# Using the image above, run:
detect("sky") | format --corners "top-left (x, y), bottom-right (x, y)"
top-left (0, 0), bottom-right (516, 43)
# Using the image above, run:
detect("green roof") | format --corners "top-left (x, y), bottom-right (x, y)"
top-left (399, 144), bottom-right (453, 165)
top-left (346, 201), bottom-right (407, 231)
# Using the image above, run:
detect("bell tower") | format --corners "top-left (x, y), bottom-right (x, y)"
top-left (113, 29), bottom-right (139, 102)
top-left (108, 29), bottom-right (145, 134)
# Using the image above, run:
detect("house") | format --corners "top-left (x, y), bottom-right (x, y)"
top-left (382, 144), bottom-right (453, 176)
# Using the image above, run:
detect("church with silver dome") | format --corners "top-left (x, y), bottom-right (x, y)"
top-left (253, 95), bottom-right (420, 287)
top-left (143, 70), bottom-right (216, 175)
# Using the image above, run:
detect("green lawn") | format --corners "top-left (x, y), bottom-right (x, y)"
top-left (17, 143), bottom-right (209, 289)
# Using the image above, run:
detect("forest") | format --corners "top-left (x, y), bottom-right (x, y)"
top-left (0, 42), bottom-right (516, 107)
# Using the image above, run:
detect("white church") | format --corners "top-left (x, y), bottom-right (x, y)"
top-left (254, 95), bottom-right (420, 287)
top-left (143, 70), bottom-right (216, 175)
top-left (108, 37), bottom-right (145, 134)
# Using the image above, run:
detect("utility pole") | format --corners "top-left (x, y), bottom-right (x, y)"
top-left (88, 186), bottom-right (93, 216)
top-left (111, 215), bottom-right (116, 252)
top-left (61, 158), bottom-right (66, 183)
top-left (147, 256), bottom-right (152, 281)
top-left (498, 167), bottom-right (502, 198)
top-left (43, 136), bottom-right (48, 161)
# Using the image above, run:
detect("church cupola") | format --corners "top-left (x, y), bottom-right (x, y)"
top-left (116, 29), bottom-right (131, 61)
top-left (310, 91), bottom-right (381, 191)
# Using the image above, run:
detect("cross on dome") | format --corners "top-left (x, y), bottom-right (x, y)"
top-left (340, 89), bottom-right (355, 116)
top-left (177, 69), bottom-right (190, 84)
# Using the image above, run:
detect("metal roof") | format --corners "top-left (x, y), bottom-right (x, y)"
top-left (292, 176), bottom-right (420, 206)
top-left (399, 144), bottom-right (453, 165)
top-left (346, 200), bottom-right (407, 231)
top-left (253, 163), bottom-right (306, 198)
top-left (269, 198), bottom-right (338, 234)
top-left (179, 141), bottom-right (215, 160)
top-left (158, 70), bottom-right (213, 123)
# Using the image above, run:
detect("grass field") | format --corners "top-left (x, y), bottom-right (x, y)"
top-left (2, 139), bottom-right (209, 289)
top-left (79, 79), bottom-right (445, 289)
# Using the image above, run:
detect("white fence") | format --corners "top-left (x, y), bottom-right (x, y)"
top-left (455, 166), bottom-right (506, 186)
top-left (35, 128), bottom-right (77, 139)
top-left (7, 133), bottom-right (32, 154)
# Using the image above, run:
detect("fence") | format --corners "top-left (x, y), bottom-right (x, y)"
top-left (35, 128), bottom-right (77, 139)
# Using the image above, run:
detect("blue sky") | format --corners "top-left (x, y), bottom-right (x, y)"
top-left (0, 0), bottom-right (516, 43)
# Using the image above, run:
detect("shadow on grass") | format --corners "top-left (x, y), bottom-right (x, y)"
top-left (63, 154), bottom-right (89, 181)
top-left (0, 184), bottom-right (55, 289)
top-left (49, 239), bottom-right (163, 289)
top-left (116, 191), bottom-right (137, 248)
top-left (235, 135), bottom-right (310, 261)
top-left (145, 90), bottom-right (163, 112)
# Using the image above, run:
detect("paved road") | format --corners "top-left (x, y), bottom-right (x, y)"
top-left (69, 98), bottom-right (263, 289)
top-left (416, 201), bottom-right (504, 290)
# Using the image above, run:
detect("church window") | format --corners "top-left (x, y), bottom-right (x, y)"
* * * *
■ OBJECTIVE
Change each "format" in the records to "layout", and write out all the records again with nothing else altered.

■ OUTPUT FOR THIS TASK
# Using the image above, run:
detect("sky") | layout --corners "top-left (x, y), bottom-right (x, y)"
top-left (0, 0), bottom-right (516, 43)
# Using the image above, run:
detect("green roof") | layout --corners "top-left (x, y), bottom-right (x, y)"
top-left (399, 144), bottom-right (453, 165)
top-left (346, 201), bottom-right (407, 231)
# Using the image above, run:
detect("bell tower") | layout --corners "top-left (x, y), bottom-right (x, y)"
top-left (113, 29), bottom-right (139, 102)
top-left (108, 29), bottom-right (145, 134)
# Using the image above, run:
detect("house") | layout --corners "top-left (x, y), bottom-right (x, y)"
top-left (382, 144), bottom-right (453, 176)
# Using the image above, run:
detect("church with silver dome") | layout --corners "top-left (x, y), bottom-right (x, y)"
top-left (253, 95), bottom-right (420, 287)
top-left (143, 70), bottom-right (216, 175)
# Using the image above, run:
detect("green lawn") | layout --corners "top-left (x, y), bottom-right (x, y)"
top-left (17, 143), bottom-right (209, 289)
# Using the image above, run:
detect("forest") | layout --corners "top-left (x, y), bottom-right (x, y)"
top-left (0, 42), bottom-right (516, 107)
# Using the image above, run:
detect("white church") | layout --corners "top-left (x, y), bottom-right (x, y)"
top-left (254, 95), bottom-right (420, 287)
top-left (143, 70), bottom-right (216, 175)
top-left (108, 37), bottom-right (145, 134)
# Using the image above, run:
detect("utility pole") | layout --corners "top-left (x, y), bottom-right (x, y)"
top-left (88, 186), bottom-right (93, 216)
top-left (111, 215), bottom-right (116, 252)
top-left (61, 158), bottom-right (66, 183)
top-left (147, 256), bottom-right (152, 281)
top-left (498, 167), bottom-right (502, 198)
top-left (43, 136), bottom-right (48, 161)
# Using the image above, run:
detect("church cupola") | layout --corners "top-left (x, y), bottom-right (x, y)"
top-left (116, 29), bottom-right (131, 61)
top-left (310, 91), bottom-right (381, 191)
# Using the image above, run:
detect("cross on dome") | layout --corners "top-left (x, y), bottom-right (x, y)"
top-left (340, 89), bottom-right (355, 116)
top-left (177, 69), bottom-right (190, 84)
# Using the image above, run:
detect("metal roof") | layout --corners "top-left (x, y), bottom-right (x, y)"
top-left (292, 176), bottom-right (420, 206)
top-left (399, 144), bottom-right (453, 165)
top-left (346, 200), bottom-right (407, 231)
top-left (253, 163), bottom-right (306, 198)
top-left (269, 198), bottom-right (338, 234)
top-left (179, 141), bottom-right (215, 160)
top-left (158, 70), bottom-right (213, 123)
# Using the image above, run:
detect("grass field") | layout --corners "top-left (x, y), bottom-right (x, y)"
top-left (2, 139), bottom-right (209, 289)
top-left (79, 79), bottom-right (445, 289)
# Using the image above, run:
detect("white fence") | layout --corners "top-left (x, y), bottom-right (x, y)"
top-left (455, 166), bottom-right (506, 186)
top-left (35, 128), bottom-right (77, 139)
top-left (7, 133), bottom-right (32, 154)
# Using the image above, run:
detect("fence") | layout --corners "top-left (x, y), bottom-right (x, y)"
top-left (35, 128), bottom-right (77, 139)
# Using the image above, run:
detect("blue sky") | layout --corners "top-left (x, y), bottom-right (x, y)"
top-left (0, 0), bottom-right (516, 43)
# Using the image above, run:
detect("shadow on grass") | layout --corners "top-left (x, y), bottom-right (x, y)"
top-left (63, 154), bottom-right (89, 181)
top-left (0, 184), bottom-right (55, 289)
top-left (49, 239), bottom-right (163, 289)
top-left (116, 191), bottom-right (137, 248)
top-left (235, 135), bottom-right (310, 261)
top-left (145, 90), bottom-right (163, 112)
# Using the image above, run:
detect("paved road") | layout --corners "top-left (x, y), bottom-right (x, y)"
top-left (69, 98), bottom-right (263, 289)
top-left (416, 201), bottom-right (504, 290)
# Using the image above, run:
detect("church window") | layout --corners "top-left (x, y), bottom-right (x, y)"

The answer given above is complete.